• [Task details] Transcribe every line of the data below verbatim, leaving the pictures out of your answer.

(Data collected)
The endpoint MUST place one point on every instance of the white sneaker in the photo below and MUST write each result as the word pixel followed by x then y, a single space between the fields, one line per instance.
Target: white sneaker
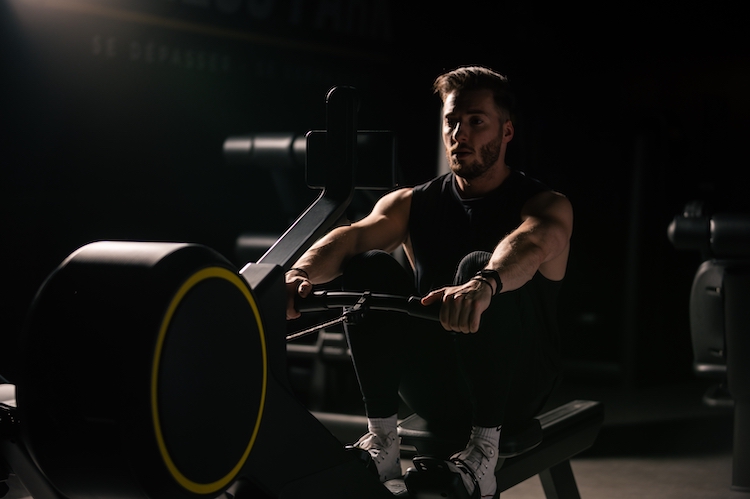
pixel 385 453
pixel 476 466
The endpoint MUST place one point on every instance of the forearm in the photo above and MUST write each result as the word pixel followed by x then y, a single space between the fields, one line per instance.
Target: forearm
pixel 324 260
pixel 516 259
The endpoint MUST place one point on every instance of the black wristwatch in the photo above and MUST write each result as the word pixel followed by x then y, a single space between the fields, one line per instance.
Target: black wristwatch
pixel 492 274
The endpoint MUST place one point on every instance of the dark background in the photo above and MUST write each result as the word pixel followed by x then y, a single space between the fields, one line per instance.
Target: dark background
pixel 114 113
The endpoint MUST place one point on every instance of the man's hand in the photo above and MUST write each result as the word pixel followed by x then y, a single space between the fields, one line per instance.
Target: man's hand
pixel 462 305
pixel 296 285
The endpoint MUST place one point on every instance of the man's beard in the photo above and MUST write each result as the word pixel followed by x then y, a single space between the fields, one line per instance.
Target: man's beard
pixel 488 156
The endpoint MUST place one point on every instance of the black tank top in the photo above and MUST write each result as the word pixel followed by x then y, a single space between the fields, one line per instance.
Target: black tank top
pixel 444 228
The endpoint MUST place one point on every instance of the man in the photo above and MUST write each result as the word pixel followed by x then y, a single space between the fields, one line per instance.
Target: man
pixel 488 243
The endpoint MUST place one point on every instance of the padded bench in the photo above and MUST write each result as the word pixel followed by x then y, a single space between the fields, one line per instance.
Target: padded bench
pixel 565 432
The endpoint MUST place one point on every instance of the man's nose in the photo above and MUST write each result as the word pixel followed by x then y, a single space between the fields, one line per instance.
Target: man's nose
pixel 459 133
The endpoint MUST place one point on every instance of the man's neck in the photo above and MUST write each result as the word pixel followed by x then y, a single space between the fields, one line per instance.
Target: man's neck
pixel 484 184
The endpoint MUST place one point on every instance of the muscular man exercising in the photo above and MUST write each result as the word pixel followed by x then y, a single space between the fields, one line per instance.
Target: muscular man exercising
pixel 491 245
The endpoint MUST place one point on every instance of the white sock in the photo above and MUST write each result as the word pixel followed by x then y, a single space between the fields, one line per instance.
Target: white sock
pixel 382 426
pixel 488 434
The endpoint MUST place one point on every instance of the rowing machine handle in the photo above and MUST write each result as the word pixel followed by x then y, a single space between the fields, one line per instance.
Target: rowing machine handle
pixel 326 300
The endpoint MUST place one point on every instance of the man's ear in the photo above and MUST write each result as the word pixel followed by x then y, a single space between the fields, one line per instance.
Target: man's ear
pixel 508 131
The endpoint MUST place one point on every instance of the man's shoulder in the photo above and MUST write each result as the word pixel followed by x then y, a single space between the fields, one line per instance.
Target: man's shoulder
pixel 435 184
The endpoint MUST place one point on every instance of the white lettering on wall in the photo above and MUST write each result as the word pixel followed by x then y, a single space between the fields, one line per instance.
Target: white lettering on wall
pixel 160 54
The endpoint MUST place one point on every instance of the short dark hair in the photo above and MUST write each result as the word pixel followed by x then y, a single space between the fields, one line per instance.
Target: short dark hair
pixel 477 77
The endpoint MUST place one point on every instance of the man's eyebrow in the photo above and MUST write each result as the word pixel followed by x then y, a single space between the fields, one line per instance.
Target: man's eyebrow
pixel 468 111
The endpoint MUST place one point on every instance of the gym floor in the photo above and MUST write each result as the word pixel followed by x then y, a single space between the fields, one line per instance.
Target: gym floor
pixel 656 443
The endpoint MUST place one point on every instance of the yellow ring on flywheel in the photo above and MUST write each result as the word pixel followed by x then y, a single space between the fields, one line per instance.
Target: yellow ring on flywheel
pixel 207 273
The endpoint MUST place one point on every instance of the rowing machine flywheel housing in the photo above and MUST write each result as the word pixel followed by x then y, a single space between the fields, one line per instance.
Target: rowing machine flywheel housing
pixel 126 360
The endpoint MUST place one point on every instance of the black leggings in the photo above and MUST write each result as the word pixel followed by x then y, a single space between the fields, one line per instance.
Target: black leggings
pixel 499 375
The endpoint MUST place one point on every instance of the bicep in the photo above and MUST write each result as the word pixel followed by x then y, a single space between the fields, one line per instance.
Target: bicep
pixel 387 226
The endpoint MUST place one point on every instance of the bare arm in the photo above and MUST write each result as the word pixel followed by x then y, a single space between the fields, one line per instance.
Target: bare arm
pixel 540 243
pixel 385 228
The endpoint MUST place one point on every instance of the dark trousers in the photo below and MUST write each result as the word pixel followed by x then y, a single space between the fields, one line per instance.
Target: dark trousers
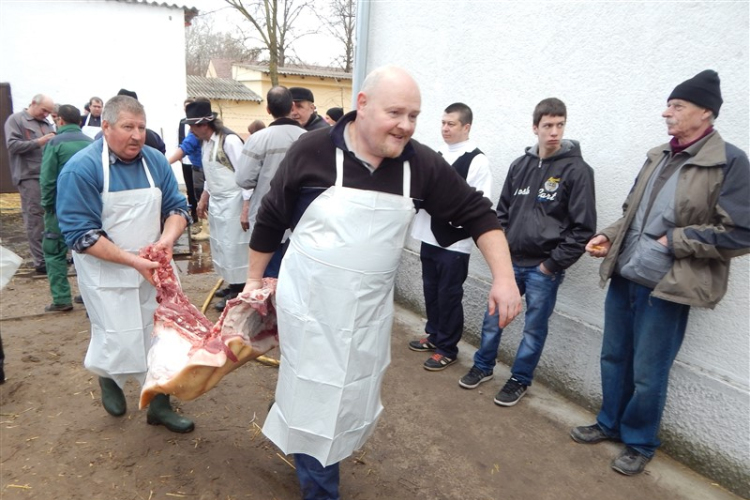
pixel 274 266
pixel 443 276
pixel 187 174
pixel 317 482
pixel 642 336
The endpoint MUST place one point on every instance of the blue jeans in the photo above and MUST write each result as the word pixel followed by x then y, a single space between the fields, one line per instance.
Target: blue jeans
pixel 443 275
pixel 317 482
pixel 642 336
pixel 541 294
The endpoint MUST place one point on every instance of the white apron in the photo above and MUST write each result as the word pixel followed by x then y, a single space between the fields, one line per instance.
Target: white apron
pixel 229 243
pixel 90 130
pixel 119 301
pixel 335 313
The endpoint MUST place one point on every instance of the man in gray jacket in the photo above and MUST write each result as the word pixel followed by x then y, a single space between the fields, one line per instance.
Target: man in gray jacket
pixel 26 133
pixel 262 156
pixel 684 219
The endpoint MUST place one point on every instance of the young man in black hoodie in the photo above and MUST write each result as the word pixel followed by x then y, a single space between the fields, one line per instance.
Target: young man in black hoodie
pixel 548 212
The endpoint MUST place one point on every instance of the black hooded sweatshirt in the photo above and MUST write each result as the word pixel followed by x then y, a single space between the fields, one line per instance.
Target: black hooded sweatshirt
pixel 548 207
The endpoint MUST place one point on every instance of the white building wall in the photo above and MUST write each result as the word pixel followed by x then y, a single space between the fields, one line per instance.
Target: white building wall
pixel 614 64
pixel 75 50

• [Answer in full]
The endpoint MUST place one point on every instance of the white sneaker in the photo below and MUST write each result as the word pixel followed by x then y, a single space between the fields, one line per instance.
Target: white sneaker
pixel 385 453
pixel 476 466
The endpoint MUST place one point on every instance of the forearm in the photo above and MUST write each result as the word pixel followed by x then y, a single space between the fields, one line per instance.
Target: forearm
pixel 324 260
pixel 516 259
The endpoint MUST place one point on every instance of the black wristwatch in the photo above and MUST write each result as the word pixel followed by x then y, a single space between the fields, one line per instance.
Target: black wristwatch
pixel 492 274
The endpoint MUST place one point on every instance of the dark background in the photo above and MUST write each result as the word pixel followed by x then y, a single space between the fields, one line per instance.
Target: dark background
pixel 114 113
The endpoint MUST place one point on every instance of the man's hand in the photo above and MUST write each result as the word pixel followed by x then y, a single space between the fields, one line per instance.
Target: man's hand
pixel 462 305
pixel 296 285
The endpoint MUST place one point on every instance of the man's beard in the photo above and MUST write each result as the word pixel followed by x then y, a single space between the fields, one line per instance.
Target: man's beard
pixel 488 156
The endpoint MUST place one point on every instance of the black tank top in the photo above and MUST write each result as the word pixel followed by x then y, a single space between the fields, one line per instance.
Target: black tank top
pixel 444 228
The endpoint MUST place one point on every instance of the man in the photo above and MUST write each result as the word pixel followed by x then y, a single space between the fields, one line per instance.
Target: man
pixel 488 243
The endpoint MUST place one point on every instance of the padded bench in the photo above and MUST write each result as the word pixel followed by x then y, a single space between the fields, one line per instance.
Target: padded bench
pixel 565 432
The endpoint MUST place one point on every instance of the man's nose in the photo above and MUST write each result as the word pixel followed by x then y, a single space between the fields, one line per instance.
Target: man's nose
pixel 459 133
The endpoint MUST place one point on every instance of the man's neck in the photo above and MUST write each result as the word pixel followed by x then y, a single space between the fields, one line per instance.
Target: man's neck
pixel 484 184
The endpoint MUST place one point on every instance of the muscular man exercising in the photo above and MUST write each result as the word pixel followed by x then y, a single space between the fields, one line per instance.
Target: muscular man exercising
pixel 491 245
The endpoint MUST place one point on every instance of the white sock in the photo above and MUST write each result as the word pixel followed by x then y, a single space between the fields, one line per instance.
Target: white sock
pixel 382 426
pixel 488 434
The endpoint MUST place one point on every instance of the rowing machine handle in the photo above and MUST write each result as the word pixel followed by x then y, a single space between the fields, one line per instance.
Target: rowing machine handle
pixel 326 300
The endpoint MUST place one point on every instance of the man's ear in the photo above and MUST write each result as the word pixel followed by x then y, a single space between the fields, one line per instance.
Target: man's ear
pixel 508 131
The endpoint MUST place one point on every instance of the man's shoulder in the photo above and MUST write each result as the word pixel followed by x then y, a single space between the fields, one line per instance.
Target: man's shoulder
pixel 435 184
The endpoint MUST place one point on every instance of the white lettering on wall in the photo above and MUST write each result as the word pixel followed by x then y, a single space between the fields, one line per instance.
Target: white lettering on wall
pixel 160 54
The endpoint MUST place one point on every instance of the short dark hair in the photo above and MUST write each result as the word pixel followed by x then y, a single space between the fields, one line per instance.
Target: short dark hair
pixel 477 77
The endpoint MUST place one point on every instance of the man's eyebrow in the photo above and MUST write each result as the word pixel followed by x then y, a single space between the fields, one line per instance.
Target: man's eyebrow
pixel 468 111
The endpoint MUST place one point on every instance of the gym floor in the photo above and MUST write each result as the word pixel followed by x then y, a single space between the fields, one line per instance.
Target: gym floor
pixel 656 443
The endpoint MUST place one point on every instance of the yellow ring on flywheel in the photo above and MUST write each result as the word pixel followed by x then y, a single space between the fields, one line per instance.
Target: yellow ring on flywheel
pixel 207 273
The endpoint MUST place one point on every instance of the rowing machine flywheel housing in the photo above and MUST write each result as the word pixel followed by x then y, a single space between the fields, one line per instance.
Target: rowing machine flywheel housing
pixel 126 360
The endpoint MUST place one point on every instance of the black leggings in the photo above and MUST write each result as the word pixel followed by x then y, a single space between the fields, one line per instance.
Target: black leggings
pixel 499 375
The endpoint MUST place one point on every instance of the bicep in the photo above and MUST write each result as the word pixel followed by x then y, a single space between the fields, one line per instance.
Target: bicep
pixel 387 226
The endpoint MUST place one point on every instance of the bare arm in the photo above and MUST write each result as the word pixel followed by x then y, a single space between the fields, one line per instance.
Target: bare arm
pixel 540 243
pixel 385 228
The endpoint MUST place one point on every instance of the dark trousers in the photo below and MUST write each result as the word pixel followed by x then y, a single space between the fields, one line per instance.
Target: dark trousers
pixel 274 266
pixel 443 276
pixel 187 174
pixel 317 482
pixel 642 336
The endpoint MUST place one point on every instance of the blue jeans in the photo above and MUST write each result as the word pixel followed by x then y, a single space between the fields, one line per instance.
Target: blue jeans
pixel 443 275
pixel 317 482
pixel 642 336
pixel 541 294
The endpoint MUST place one point on every instance of the white apron in the photo above and MUST write each result as the word pixel followed by x then y, a single space between the fields, one line per instance.
Target: white apron
pixel 229 243
pixel 90 130
pixel 119 301
pixel 335 313
The endpoint MUST place one point on every instance of the man in gray jacket in the photo above and MUST write each result as the word pixel followed by x then y, a single space between the fields, one line per instance.
Target: man in gray jacket
pixel 26 133
pixel 262 156
pixel 684 219
The endpoint MUST place one point on every instance of the young man in black hoodie in the photo above and MUST write each result as the word pixel followed by x then y, a single space between the fields, one line per instance.
Target: young man in black hoodie
pixel 548 212
The endpoint MUST place one point on every instance of the black hooded sweatshirt in the photo above and MUST write each result as the word pixel followed by x then y, a single space between the fields, one line per instance.
Target: black hooded sweatshirt
pixel 548 207
The endpoint MUST place one point on every instance of the white building wall in the photo above and MUST write each result as the word pixel followed by x then y, a single space between the fields, one line per instance.
Target: white building wall
pixel 614 64
pixel 75 50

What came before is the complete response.